O retomar das negociações entre as associações socioprofissionais da Guarda Nacional Republicana (GNR), os sindicatos da Polícia de Segurança Pública (PSP) e o Ministério da Administração Interna (MAI) representa uma oportunidade decisiva para repor justiça e dignidade nas Forças de Segurança (FS).
Coronel da GNR, Mestre em Direito e Segurança e Auditor de Segurança Interna
Dirigente da Associação Nacional de Oficiais da Guarda
Depois de meses de descontentamento e protestos públicos, as FS esperam agora mais do que escuta, exigindo medidas concretas para resolver problemas que comprometem não só o bem-estar dos profissionais, mas também a eficácia da segurança pública em Portugal, focando-se o presente artigo em particular nos problemas que afetam a GNR.
As queixas são antigas, mas continuam a crescer, salários estagnados, concursos com escassez de candidatos e vagas por preencher, turnos desumanos, más condições físicas e psicológicas, e um sistema de avaliação injusto, somando-se a estes problemas, reivindicações estruturais sobre a aposentação e o reconhecimento do desgaste da profissão, importando no entanto, separar responsabilidades, o que compete à própria GNR resolver internamente e o que depende, incontornavelmente, da tutela.
No que diz respeito aos problemas identificados pelas várias associações da GNR, à cabeça encontra-se o sistema remuneratório desatualizado, cujos vencimentos se baseiam num estatuto ultrapassado, criando distorções salariais graves entre postos e categorias, encontrando-se ainda os suplementos congelados durante anos e sem pagamento retroativo, concluindo-se que a carreira deixou de ser atrativa devido a baixos salários, riscos elevados e ausência de perspetiva de progressão.
A falta de efetivos e sobrecarga operacional é outra das preocupações, verificando-se que muitos postos territoriais funcionam com um número mínimo ou mesmo insuficiente de militares, com a agravante das condições de trabalho degradantes, viaturas avariadas ou antigas, a falta de equipamentos de proteção, sobretudo nos militares da primeira linha e turnos de serviço excessivos, recorrendo-se ao corte de folgas, para colmatar as necessidades de efetivos.

DADOS APRESENTADOS
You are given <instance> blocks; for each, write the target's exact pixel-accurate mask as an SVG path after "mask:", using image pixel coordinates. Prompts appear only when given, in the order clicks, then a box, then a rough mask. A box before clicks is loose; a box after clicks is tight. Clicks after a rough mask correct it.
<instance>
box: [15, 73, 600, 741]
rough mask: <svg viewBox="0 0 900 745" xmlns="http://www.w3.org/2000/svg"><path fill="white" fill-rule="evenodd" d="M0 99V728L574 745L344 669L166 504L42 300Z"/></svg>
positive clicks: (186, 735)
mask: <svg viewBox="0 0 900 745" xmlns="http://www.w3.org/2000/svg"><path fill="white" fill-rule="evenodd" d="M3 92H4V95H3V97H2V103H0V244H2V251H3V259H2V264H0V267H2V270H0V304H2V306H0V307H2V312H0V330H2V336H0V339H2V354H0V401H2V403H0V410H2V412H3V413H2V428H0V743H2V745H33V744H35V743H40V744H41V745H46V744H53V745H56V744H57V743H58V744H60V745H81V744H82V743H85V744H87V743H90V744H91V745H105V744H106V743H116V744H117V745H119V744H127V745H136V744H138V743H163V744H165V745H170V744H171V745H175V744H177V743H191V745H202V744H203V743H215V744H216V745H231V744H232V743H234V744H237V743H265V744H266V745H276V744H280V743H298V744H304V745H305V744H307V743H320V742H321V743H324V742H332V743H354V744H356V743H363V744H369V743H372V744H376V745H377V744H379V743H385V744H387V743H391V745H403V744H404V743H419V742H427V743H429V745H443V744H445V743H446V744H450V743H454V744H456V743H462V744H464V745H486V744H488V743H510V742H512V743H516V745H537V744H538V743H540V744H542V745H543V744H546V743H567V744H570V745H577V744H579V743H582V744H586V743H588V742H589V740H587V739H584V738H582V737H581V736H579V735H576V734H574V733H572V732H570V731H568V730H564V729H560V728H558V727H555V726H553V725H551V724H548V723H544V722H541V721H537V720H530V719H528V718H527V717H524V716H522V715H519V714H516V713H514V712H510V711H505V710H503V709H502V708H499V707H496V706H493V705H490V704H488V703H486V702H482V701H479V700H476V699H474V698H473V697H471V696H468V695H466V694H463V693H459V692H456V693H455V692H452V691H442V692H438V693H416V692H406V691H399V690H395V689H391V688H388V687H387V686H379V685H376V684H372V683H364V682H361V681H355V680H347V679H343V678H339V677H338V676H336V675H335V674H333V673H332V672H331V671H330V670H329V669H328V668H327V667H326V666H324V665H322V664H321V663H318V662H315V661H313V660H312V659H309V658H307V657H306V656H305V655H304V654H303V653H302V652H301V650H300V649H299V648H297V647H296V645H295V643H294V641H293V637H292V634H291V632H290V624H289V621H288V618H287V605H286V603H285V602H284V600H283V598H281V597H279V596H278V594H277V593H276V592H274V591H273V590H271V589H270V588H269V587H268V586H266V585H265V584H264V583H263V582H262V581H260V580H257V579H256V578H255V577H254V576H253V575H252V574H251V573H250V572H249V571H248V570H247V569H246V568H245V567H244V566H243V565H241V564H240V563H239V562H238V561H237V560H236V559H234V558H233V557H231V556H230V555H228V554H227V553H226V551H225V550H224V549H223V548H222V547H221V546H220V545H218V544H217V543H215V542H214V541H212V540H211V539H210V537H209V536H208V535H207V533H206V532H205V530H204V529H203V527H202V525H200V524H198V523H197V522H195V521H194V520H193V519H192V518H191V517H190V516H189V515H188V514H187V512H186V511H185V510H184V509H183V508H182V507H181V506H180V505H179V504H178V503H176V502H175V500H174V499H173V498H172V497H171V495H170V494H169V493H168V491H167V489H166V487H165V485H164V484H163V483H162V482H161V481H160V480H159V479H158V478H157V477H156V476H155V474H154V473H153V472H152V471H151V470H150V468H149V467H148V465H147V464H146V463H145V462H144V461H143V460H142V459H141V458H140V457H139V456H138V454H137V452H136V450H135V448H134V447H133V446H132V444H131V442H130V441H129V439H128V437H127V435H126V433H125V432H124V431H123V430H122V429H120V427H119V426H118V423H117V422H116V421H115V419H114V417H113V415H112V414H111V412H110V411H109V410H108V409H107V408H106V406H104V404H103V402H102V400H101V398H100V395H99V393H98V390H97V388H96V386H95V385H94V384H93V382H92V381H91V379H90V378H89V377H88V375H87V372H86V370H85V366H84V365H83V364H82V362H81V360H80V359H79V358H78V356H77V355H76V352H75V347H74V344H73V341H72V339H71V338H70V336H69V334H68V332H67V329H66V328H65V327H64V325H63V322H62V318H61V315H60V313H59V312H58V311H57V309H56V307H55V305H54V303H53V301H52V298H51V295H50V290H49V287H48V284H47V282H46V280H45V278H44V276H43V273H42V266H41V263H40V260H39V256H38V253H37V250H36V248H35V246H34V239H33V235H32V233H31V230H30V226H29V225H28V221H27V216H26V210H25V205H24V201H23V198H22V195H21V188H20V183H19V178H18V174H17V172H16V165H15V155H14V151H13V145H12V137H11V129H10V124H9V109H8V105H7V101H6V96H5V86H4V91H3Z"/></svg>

POR FAZER
1/ Explique, com base no artigo, por que motivo a carreira na GNR deixou de ser atrativa.
2/ Transcreva do artigo o trecho que começa em "O retomar das" e termina em "afetam a GNR.".

TAREFAS RESOLVIDAS
1/ A carreira deixou de ser atrativa devido aos baixos salários, aos riscos elevados e à ausência de perspetiva de progressão.

2/
O retomar das negociações entre as associações socioprofissionais da Guarda Nacional Republicana (GNR), os sindicatos da Polícia de Segurança Pública (PSP) e o Ministério da Administração Interna (MAI) representa uma oportunidade decisiva para repor justiça e dignidade nas Forças de Segurança (FS).
Coronel da GNR, Mestre em Direito e Segurança e Auditor de Segurança Interna
Dirigente da Associação Nacional de Oficiais da Guarda
Depois de meses de descontentamento e protestos públicos, as FS esperam agora mais do que escuta, exigindo medidas concretas para resolver problemas que comprometem não só o bem-estar dos profissionais, mas também a eficácia da segurança pública em Portugal, focando-se o presente artigo em particular nos problemas que afetam a GNR.